DATASET ENTRIES:
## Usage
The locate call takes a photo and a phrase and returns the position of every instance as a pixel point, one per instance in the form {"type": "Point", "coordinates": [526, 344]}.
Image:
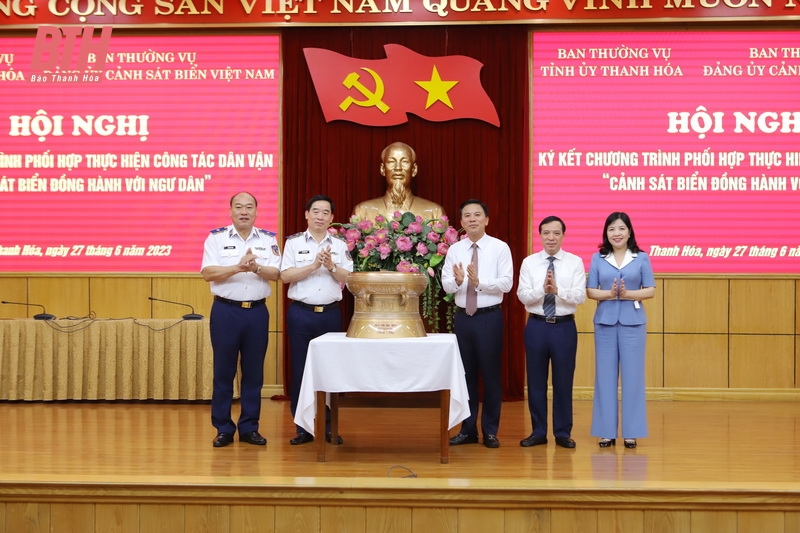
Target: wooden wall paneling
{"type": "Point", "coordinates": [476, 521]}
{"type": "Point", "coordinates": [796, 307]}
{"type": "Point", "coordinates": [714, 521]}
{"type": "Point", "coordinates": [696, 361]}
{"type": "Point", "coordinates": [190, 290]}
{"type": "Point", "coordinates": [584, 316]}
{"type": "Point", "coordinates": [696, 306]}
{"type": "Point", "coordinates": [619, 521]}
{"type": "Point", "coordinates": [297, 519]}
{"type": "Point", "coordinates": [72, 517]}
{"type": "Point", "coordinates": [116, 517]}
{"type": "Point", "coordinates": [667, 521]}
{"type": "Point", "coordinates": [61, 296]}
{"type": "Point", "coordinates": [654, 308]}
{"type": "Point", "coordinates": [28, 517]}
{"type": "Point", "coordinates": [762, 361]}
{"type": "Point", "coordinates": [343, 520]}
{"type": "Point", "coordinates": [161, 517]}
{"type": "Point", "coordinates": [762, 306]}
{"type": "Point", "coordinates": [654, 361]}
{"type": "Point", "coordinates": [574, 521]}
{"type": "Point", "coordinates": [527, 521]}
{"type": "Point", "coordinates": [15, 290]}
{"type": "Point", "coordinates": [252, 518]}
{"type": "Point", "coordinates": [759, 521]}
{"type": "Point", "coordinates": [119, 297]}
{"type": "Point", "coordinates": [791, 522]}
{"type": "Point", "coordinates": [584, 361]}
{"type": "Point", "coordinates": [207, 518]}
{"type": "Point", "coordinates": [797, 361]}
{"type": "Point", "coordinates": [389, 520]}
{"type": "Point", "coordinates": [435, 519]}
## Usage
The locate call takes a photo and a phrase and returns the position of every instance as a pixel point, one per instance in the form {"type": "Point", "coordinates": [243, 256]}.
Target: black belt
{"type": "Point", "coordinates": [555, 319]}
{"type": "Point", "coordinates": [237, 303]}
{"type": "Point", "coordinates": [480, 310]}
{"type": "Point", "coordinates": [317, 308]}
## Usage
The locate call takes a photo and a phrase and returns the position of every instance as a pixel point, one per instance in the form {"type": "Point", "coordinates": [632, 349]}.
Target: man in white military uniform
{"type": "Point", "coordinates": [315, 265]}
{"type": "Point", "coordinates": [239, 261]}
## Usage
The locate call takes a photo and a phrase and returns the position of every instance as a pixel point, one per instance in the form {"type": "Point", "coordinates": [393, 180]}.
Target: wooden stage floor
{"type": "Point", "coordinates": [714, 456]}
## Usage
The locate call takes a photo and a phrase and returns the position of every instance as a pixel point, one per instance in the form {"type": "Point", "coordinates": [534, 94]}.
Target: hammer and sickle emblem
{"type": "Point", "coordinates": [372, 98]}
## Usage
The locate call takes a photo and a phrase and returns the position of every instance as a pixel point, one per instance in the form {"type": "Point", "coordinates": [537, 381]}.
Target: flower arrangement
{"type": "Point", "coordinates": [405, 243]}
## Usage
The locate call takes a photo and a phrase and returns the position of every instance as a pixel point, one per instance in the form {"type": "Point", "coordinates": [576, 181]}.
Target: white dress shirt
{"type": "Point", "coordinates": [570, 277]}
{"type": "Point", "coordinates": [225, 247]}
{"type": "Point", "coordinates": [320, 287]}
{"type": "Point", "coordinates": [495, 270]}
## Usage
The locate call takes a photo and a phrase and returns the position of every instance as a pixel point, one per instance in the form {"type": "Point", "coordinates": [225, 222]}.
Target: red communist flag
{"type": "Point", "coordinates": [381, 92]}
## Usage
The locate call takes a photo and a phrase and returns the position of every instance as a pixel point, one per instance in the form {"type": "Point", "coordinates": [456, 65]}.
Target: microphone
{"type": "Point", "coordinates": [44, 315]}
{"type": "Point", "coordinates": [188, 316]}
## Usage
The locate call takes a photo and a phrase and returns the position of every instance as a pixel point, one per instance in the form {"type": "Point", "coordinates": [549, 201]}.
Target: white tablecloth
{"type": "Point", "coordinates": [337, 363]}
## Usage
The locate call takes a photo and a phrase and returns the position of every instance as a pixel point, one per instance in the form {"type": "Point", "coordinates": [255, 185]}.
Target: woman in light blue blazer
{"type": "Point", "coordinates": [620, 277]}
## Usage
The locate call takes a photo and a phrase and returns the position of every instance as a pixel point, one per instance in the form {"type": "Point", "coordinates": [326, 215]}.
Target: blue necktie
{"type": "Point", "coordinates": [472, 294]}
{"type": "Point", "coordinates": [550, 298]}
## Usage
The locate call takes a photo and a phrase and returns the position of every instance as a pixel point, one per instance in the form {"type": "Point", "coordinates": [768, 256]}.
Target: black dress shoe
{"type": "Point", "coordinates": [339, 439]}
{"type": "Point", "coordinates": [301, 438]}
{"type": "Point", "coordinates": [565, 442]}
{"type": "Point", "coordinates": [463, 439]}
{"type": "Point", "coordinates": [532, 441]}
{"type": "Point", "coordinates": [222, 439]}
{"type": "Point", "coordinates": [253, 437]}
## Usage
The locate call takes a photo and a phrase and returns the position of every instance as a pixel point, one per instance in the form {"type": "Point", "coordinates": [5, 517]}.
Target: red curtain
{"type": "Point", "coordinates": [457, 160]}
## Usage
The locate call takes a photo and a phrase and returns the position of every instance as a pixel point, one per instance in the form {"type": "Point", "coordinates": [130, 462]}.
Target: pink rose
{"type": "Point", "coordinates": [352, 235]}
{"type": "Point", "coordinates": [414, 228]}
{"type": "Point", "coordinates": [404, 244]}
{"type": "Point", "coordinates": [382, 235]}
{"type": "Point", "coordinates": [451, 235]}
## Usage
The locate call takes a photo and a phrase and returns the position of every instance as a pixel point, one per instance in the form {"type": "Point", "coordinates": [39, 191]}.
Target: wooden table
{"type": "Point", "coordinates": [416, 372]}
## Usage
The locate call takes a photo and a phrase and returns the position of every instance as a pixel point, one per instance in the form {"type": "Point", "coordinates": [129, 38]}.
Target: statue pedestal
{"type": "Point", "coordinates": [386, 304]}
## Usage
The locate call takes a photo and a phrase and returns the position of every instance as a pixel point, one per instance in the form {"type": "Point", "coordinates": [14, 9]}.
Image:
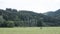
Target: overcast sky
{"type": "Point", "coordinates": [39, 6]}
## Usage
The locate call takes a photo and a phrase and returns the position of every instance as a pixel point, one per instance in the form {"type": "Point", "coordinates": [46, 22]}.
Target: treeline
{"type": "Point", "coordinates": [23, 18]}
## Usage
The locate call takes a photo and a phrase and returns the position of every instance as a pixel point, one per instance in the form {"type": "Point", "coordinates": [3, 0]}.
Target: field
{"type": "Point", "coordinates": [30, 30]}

--

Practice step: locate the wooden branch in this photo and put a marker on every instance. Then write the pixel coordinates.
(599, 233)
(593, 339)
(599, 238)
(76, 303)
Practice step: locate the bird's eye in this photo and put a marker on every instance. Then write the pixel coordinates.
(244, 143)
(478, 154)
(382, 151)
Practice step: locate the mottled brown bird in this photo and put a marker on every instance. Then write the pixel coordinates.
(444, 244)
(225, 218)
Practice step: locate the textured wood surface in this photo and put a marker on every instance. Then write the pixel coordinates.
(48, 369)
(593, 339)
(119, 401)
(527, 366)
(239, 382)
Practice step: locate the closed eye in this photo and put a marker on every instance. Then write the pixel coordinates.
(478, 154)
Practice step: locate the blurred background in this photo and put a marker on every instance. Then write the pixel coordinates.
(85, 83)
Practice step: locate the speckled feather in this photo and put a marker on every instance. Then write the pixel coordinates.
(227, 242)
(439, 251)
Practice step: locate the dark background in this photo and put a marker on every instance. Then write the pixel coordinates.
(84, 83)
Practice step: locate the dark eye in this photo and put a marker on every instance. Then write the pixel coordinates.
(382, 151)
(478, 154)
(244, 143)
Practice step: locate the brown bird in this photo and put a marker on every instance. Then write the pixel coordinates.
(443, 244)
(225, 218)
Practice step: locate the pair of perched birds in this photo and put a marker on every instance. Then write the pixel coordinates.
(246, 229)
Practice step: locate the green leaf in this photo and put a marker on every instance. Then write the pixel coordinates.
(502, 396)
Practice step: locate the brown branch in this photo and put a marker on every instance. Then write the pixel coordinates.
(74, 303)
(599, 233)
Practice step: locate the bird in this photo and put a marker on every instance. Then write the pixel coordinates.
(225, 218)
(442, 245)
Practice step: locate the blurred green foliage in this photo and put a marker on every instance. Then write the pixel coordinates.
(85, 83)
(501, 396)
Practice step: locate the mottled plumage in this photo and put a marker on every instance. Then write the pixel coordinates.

--

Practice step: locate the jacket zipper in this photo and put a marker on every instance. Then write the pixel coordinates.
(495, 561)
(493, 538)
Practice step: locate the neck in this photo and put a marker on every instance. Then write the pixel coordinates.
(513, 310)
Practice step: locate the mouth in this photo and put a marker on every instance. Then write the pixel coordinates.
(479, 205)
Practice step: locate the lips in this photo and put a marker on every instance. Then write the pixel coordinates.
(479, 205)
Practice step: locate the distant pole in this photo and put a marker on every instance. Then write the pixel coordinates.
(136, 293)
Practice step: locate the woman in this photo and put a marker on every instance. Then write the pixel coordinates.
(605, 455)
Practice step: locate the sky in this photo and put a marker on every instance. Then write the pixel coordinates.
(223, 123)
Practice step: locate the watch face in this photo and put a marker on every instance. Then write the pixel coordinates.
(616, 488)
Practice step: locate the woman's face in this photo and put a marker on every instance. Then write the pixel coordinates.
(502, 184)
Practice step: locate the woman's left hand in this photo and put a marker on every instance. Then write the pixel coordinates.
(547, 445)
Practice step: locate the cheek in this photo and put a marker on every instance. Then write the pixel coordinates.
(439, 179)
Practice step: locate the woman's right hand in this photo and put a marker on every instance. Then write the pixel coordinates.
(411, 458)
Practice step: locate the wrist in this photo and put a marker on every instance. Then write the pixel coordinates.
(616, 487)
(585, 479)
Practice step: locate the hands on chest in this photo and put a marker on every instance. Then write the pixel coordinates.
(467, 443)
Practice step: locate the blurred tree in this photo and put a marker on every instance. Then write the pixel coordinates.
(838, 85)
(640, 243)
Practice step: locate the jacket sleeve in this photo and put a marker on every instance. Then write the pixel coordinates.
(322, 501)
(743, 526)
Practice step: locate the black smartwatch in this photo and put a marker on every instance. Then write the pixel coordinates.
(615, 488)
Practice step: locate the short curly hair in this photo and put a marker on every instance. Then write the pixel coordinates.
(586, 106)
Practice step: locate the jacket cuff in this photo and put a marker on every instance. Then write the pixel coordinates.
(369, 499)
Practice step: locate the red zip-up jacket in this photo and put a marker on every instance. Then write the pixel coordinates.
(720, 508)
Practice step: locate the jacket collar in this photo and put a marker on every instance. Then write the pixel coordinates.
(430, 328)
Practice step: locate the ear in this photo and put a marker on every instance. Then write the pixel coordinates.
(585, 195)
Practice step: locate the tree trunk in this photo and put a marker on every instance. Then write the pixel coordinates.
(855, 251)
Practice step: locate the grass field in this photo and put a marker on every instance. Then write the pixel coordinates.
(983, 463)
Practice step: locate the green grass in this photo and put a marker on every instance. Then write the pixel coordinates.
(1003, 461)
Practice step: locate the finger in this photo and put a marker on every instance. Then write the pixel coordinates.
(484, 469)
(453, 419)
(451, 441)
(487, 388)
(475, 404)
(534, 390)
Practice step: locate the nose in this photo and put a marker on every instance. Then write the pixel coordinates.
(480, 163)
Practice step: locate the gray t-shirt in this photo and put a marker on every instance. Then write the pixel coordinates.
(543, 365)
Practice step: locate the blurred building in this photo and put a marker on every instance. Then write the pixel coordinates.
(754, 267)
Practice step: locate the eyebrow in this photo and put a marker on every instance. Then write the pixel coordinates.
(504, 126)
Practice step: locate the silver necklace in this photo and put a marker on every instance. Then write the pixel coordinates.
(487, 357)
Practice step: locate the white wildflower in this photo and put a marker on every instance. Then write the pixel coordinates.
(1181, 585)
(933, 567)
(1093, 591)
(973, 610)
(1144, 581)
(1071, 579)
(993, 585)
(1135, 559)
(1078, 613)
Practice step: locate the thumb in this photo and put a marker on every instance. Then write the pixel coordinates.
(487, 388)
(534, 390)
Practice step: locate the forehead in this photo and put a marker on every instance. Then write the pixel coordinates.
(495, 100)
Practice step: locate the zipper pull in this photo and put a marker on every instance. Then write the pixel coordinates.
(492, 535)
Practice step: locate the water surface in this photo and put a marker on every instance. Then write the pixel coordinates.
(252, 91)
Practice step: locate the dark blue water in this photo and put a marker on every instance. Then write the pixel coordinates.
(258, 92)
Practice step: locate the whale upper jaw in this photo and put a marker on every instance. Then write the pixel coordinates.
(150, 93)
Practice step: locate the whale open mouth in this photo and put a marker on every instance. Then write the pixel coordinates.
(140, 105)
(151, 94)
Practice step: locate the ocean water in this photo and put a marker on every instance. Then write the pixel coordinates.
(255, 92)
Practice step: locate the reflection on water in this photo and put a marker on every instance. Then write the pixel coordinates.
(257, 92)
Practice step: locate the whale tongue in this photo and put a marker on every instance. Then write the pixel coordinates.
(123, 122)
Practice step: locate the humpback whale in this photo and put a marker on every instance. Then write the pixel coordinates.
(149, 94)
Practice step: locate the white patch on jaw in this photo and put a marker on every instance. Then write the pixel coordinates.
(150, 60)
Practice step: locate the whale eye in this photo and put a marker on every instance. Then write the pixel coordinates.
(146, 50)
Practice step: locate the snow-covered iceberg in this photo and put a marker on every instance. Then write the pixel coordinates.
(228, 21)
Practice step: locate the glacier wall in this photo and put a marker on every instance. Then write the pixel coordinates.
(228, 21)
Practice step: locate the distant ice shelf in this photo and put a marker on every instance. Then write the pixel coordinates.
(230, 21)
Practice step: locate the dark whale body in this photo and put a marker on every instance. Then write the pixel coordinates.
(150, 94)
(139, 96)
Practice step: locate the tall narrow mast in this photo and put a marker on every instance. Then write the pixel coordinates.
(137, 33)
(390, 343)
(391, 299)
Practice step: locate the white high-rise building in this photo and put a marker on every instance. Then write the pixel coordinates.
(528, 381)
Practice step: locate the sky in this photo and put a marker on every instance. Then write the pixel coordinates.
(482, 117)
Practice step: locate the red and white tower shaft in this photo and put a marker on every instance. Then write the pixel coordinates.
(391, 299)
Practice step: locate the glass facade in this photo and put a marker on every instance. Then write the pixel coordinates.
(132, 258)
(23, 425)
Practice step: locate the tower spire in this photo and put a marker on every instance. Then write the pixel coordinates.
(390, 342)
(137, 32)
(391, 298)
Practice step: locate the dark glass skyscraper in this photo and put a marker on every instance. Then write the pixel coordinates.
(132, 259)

GIVEN EXERCISE:
From the listing above, pick out every line containing the string "branch", matching case exactly.

COMPLETED EXERCISE:
Practice step: locate the wooden branch in this photo and put a marker on every instance. Then write the pixel coordinates.
Practice step: locate the brown branch in this photo and put a marker on every instance. Then write the pixel coordinates.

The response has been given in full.